▶ [Assignment] Please transcribe the listing below exactly, but only from the line containing "Query: rear window of cab" through its last line.

▶ [Source records]
════════

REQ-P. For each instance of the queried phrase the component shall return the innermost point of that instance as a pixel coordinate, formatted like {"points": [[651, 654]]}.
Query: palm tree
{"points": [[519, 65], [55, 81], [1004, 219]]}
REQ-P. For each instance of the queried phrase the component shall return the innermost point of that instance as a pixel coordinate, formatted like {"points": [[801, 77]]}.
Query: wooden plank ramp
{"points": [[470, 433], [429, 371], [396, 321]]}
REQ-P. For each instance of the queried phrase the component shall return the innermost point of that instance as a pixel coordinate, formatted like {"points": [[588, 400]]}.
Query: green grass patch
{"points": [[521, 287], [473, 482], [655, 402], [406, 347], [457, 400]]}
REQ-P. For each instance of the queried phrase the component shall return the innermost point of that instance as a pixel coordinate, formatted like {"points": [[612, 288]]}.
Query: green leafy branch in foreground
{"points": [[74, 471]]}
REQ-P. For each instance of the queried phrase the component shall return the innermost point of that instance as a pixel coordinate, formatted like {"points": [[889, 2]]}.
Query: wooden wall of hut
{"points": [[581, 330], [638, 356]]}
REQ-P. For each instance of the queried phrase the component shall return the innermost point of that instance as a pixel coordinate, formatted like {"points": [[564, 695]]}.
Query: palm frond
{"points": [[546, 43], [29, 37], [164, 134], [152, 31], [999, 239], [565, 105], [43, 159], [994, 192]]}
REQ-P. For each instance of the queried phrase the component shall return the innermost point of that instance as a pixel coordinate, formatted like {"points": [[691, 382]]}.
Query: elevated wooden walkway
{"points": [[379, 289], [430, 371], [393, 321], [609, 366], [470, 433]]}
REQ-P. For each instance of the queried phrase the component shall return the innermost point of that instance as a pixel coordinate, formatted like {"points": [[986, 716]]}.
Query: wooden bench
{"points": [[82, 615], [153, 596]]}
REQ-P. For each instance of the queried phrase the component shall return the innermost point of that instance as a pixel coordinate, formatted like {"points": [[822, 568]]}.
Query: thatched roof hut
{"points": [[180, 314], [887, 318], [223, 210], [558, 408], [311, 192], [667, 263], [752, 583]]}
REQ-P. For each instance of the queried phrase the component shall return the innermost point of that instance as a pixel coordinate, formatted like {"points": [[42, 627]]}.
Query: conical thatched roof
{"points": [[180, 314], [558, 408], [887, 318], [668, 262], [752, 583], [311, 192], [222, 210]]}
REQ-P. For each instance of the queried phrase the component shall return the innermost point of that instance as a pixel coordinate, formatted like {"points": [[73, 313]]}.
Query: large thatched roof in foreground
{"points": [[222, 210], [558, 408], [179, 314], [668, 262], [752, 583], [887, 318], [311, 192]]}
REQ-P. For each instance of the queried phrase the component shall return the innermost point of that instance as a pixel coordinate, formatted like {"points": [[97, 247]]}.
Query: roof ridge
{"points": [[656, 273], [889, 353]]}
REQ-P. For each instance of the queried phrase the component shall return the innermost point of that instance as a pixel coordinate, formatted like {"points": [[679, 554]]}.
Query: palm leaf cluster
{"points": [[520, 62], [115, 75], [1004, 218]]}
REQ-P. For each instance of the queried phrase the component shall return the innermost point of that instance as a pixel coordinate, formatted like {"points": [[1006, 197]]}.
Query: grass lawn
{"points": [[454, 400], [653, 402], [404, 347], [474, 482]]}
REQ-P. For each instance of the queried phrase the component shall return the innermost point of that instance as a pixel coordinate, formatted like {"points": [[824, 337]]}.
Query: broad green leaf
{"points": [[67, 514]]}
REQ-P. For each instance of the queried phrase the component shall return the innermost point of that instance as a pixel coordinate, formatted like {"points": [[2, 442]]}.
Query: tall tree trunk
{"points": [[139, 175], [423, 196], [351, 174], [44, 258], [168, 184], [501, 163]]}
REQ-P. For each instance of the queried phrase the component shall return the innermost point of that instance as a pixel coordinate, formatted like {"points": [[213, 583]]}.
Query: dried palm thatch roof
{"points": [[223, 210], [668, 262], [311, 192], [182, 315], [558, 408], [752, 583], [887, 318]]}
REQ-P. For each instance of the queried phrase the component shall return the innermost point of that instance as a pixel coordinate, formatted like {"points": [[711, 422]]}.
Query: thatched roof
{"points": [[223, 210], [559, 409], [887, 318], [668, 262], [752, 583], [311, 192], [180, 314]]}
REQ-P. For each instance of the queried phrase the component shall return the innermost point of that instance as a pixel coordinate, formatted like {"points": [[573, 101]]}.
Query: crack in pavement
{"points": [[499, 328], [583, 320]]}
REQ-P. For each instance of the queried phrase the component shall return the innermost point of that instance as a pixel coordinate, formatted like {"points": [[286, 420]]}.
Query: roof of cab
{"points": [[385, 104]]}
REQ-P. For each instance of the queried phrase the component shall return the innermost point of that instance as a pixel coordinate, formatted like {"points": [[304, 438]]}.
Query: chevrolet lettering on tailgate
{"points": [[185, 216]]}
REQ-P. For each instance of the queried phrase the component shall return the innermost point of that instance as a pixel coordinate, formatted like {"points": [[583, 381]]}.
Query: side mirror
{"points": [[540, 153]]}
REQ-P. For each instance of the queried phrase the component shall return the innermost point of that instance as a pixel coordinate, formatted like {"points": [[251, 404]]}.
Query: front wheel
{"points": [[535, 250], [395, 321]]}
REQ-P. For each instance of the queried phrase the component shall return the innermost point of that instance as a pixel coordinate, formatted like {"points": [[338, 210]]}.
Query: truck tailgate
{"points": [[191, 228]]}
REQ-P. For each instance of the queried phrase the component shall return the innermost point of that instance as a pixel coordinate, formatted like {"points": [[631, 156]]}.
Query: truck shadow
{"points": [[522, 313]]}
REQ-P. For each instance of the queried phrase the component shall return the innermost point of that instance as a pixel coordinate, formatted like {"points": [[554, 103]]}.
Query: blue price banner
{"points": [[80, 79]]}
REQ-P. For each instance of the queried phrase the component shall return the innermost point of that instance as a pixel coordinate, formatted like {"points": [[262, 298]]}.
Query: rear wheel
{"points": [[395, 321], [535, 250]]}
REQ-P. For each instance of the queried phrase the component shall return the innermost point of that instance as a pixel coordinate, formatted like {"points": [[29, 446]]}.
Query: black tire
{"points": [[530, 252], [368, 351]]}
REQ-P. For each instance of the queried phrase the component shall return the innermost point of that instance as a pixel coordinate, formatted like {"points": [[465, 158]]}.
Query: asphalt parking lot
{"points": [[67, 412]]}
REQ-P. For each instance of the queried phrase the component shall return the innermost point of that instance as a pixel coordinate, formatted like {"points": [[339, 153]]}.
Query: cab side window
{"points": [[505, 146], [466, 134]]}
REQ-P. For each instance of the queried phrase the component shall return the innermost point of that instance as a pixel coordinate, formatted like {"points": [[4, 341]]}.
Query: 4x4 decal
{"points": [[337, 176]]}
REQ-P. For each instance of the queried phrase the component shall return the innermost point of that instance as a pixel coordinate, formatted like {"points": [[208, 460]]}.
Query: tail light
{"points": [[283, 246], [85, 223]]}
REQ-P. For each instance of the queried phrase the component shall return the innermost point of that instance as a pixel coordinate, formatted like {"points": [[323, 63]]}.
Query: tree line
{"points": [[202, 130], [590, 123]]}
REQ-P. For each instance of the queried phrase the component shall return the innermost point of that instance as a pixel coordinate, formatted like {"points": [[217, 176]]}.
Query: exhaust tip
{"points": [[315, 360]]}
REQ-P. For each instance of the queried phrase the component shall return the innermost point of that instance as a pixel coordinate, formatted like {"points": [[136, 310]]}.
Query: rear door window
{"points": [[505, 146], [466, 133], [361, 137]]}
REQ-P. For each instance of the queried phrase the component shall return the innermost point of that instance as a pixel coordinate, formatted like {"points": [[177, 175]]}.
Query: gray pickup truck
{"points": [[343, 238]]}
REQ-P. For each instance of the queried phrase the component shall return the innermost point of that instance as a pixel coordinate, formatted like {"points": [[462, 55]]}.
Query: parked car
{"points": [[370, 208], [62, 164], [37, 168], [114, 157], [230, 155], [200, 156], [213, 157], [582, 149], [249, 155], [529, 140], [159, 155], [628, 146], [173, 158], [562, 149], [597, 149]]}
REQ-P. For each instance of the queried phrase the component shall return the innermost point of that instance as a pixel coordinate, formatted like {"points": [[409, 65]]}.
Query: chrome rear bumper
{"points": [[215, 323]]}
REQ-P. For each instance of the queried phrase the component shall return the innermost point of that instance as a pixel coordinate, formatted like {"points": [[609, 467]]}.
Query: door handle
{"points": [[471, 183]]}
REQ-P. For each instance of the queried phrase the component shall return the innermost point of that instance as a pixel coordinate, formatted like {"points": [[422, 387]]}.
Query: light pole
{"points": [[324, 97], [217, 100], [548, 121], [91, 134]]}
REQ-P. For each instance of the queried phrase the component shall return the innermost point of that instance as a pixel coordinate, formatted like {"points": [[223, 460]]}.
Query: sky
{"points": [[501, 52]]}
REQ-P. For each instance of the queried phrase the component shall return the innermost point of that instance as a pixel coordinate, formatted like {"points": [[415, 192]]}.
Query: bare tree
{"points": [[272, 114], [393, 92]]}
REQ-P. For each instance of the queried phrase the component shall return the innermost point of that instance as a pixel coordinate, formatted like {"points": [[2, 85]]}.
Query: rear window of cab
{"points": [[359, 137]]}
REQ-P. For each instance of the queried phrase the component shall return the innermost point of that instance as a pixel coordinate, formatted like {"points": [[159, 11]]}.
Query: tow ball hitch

════════

▶ [Answer to this problem]
Query: rear window of cab
{"points": [[359, 137]]}
REQ-P. For each instance of the queried phrase the component shall return the innermost point of that instance as a pixel coordinate, formatted like {"points": [[159, 11]]}.
Query: tow ball hitch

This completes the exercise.